Natural language region descriptions
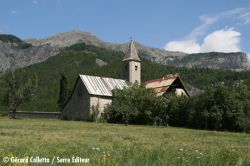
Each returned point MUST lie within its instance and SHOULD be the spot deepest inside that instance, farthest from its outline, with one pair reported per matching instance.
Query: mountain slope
(15, 53)
(83, 59)
(236, 61)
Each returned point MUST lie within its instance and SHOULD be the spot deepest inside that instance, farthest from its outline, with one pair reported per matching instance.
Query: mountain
(97, 61)
(16, 53)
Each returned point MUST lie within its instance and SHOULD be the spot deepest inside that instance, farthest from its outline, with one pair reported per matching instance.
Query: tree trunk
(13, 113)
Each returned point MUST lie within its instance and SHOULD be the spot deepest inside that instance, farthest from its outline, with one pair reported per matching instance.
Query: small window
(126, 67)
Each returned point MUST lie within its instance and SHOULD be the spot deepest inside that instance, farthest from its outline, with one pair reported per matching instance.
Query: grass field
(110, 144)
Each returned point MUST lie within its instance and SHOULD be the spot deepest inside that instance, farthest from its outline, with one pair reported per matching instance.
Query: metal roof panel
(102, 86)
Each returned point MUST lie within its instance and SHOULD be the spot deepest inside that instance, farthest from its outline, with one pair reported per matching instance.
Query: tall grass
(109, 144)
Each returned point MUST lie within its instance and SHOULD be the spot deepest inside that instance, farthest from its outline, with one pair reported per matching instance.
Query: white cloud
(35, 2)
(187, 46)
(13, 11)
(224, 40)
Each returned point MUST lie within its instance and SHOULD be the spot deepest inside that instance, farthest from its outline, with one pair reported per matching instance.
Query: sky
(189, 26)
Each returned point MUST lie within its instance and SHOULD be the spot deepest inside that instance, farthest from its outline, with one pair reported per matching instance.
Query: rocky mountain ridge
(42, 49)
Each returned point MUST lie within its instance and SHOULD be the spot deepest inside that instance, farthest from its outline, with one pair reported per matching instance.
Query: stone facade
(79, 105)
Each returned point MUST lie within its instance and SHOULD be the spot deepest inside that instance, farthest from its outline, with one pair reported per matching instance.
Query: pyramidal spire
(131, 53)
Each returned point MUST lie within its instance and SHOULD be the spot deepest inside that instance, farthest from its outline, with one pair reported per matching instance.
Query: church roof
(102, 86)
(160, 86)
(131, 53)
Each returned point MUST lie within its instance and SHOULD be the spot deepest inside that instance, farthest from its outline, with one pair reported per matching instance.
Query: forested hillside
(81, 59)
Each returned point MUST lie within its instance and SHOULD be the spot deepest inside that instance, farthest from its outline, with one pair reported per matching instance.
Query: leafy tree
(21, 87)
(133, 105)
(63, 95)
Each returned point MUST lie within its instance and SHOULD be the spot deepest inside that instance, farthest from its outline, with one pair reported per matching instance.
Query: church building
(93, 92)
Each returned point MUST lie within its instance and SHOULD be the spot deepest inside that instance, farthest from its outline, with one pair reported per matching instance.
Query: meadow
(114, 144)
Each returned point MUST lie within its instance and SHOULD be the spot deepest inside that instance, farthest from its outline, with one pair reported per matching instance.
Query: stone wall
(79, 104)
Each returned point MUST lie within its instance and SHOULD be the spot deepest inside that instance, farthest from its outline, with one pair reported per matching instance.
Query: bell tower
(132, 65)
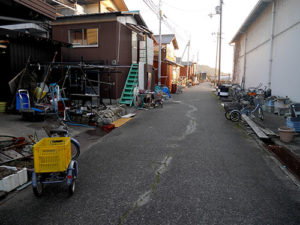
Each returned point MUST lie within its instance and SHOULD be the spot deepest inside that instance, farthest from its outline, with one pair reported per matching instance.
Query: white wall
(286, 55)
(285, 79)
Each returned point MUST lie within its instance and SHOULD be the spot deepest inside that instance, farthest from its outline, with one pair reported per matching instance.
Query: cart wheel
(71, 188)
(235, 116)
(38, 190)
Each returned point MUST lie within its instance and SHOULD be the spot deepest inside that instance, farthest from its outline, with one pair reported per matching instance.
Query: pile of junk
(64, 91)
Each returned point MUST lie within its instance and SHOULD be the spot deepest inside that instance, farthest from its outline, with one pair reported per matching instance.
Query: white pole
(188, 66)
(220, 41)
(159, 53)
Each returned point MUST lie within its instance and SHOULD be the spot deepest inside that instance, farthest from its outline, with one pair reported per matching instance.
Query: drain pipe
(245, 53)
(271, 44)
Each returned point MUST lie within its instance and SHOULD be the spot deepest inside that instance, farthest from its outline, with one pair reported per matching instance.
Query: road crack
(146, 197)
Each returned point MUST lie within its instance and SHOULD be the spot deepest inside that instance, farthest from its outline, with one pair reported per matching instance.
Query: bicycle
(235, 115)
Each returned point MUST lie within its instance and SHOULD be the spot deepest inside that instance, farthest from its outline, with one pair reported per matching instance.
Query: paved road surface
(183, 164)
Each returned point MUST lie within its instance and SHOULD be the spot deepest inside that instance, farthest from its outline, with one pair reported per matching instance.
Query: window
(84, 37)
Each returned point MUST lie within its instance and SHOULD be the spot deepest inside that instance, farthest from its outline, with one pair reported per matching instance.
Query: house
(24, 32)
(187, 66)
(70, 7)
(113, 39)
(169, 67)
(267, 49)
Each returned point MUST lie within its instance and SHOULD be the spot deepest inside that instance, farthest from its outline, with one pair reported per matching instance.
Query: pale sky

### TASK GOAL
Once the pictures are removed, print all the remaining data exactly as it stands.

### COMPLETED TASK
Each returned point MUST lie within its instance and SHOULD be the spot deepest inside that instance, farthest from its outline, with one pair reported per matching instance.
Query: mountain slope
(15, 53)
(83, 59)
(236, 61)
Each returned point MUST lie within its instance and SHOULD be the spot deepest inside that instance, farthest from its outline, with one pair reported per matching instance.
Query: mountain
(97, 61)
(16, 53)
Each returned point MUST lie within its instance and SHOULD be the spot deepest inside that instance, farthest from its outline, with one pair reported per matching instance.
Query: tree trunk
(13, 113)
Each returned point MUST lie within its instance and SHOULD be the spot deepest inside that instance, farthest from its outline, with one pair reported per matching instance.
Query: small window
(126, 67)
Each returned point MUST lie within its instance and SHOULD be the spot deepest inside that instance, farthest from its outline, with one pair reported per matching instance.
Query: grass field
(110, 144)
Each returned point MUST lie within its instance and SHOULD be the spot deepest inside that instance, farthest from its outline, with one pair reported per matching instance.
Query: metal roof panel
(102, 86)
Each returned point MUST lie within its instance and SHOULD be the spot deepest inside that instance, farthest from its outline, with one pair reported per matching instance.
Query: tall grass
(109, 144)
Each returned point MUST lie within its instance and SHOULD be the spot deepest inside that instance, farthest from its outline, with one pair reported per matching instance.
Query: white cloud
(35, 2)
(187, 46)
(13, 11)
(224, 40)
Each returned point MUST lie within its instance and SHOULD be the spot deepest inside that instance, farthest from its outline, with one pair reported per matching instance.
Query: sky
(189, 26)
Each returned point MUST lie within its instance and SHOULD be the spot deepest inside that instance, farthest from its outline, with one pair reported per matching instance.
Query: rocky mountain ridge
(42, 49)
Each returned point MUST lie within its instance and SHOULD be the spot deepest inside that instance, farthest from its outline, with one pair reported per matching instance.
Query: stone facade
(79, 105)
Each returned point MUST lie within its instance and SHOULD be the spot deepest inside that instance, farthest from its outline, with one pair reported per matching instance.
Query: pyramidal spire
(131, 53)
Each returned point MUST lie within its instance and SHOULD be the spot deepest inside that instance, farthest from its outline, with one pair reported per matching instance.
Query: church roof
(102, 86)
(160, 86)
(131, 53)
Each returned point MUST lie within its instance and SHOULD be the spot deepest inside that instance, farthest from its outline, with one pair reported per matching instance.
Query: forested hillside
(81, 59)
Each returned point MUST lie within its instance and SHOULD be the spot deepest inside that instance, farthest from its outline, with one pair reported per matching instance.
Query: leafy tree
(21, 87)
(133, 105)
(63, 95)
Each returned point MUST lie within its instance and SHOULD be the spot deepest inside that instance, farthest from its outline, with one pair reported per matching instance.
Query: church building
(93, 92)
Each returned point MUST lie within its instance and SHOULD be the spot deepest inside that instance, farthest from its outline, with one pair reported per matching instance.
Query: meadow
(114, 144)
Each returned point MUST lie within its instance and SHOULD be the spot deepest inside that instance, farthest from its outline, with one pair reported per matching instance.
Query: stone wall
(79, 104)
Each returned point MUST lie within its instance and SHOULD be the spot deepest inside that instance, farthest from its outline, with one pair reported per matching instance.
Query: bell tower
(132, 65)
Each returned point MUST lie within its instance and SHOULD be the spot deepest inside that instance, farthest from its outline, with one pair reported per matching instance.
Query: white wall
(286, 55)
(285, 79)
Each returned point MUST lie within its instance and SHOULD be the spot deepest inside that instance, farthest from its outline, with one pair reported per matching instance.
Query: cart wheel
(71, 188)
(235, 116)
(38, 190)
Each returned point MUST lie within its instance and SHOULD be the spot deepest inside that instance, farthest from its outline, with one pair reported per matching instance.
Query: pile of junk
(64, 91)
Each returned point MUST lie within its instance and SHOULD be the spot deepest inside that instance, farthest from its outline, with one pair reported per matching instance.
Query: white pole
(188, 66)
(220, 41)
(159, 53)
Each returned point MUST lie within its instance and SHOULD be the spot deepest inside that instance, farthest from its outline, with one pair reported per matching instance.
Query: drain pipe
(245, 53)
(271, 44)
Each returned point MUST lie within its instance and SHOULD be the spot deepest inside that instance, farthest from its outline, with one pair reported per matching instance.
Query: road crack
(146, 197)
Each returned point MUST lie within its instance and SHOULD be the spot deepest inside that instance, farthest from its outline, with one pair reported per matching instance.
Query: bicycle
(235, 115)
Each returned point MUST lie within its instance and SHOULD be the spot deepest inside that instance, farthest from its outline, with one pair reported per matching instance.
Query: paved road surface
(183, 164)
Each returned point MUST lie within its instance and SHOULD be the spot deepest inside that instance, farthest from its outline, with one pair reported per matching instance.
Query: window
(84, 37)
Each returned point MUST lie within its instance and SHOULD be the spot deepest inside that instance, farthest from its outline, with one pair reported per matching instance.
Query: house
(24, 32)
(187, 66)
(70, 7)
(113, 39)
(169, 67)
(267, 49)
Each returned point MUST lie within its instance and SHOULD be the spot deepest inside that instance, farthest from its outline, with one pair reported per matching instance.
Query: pale sky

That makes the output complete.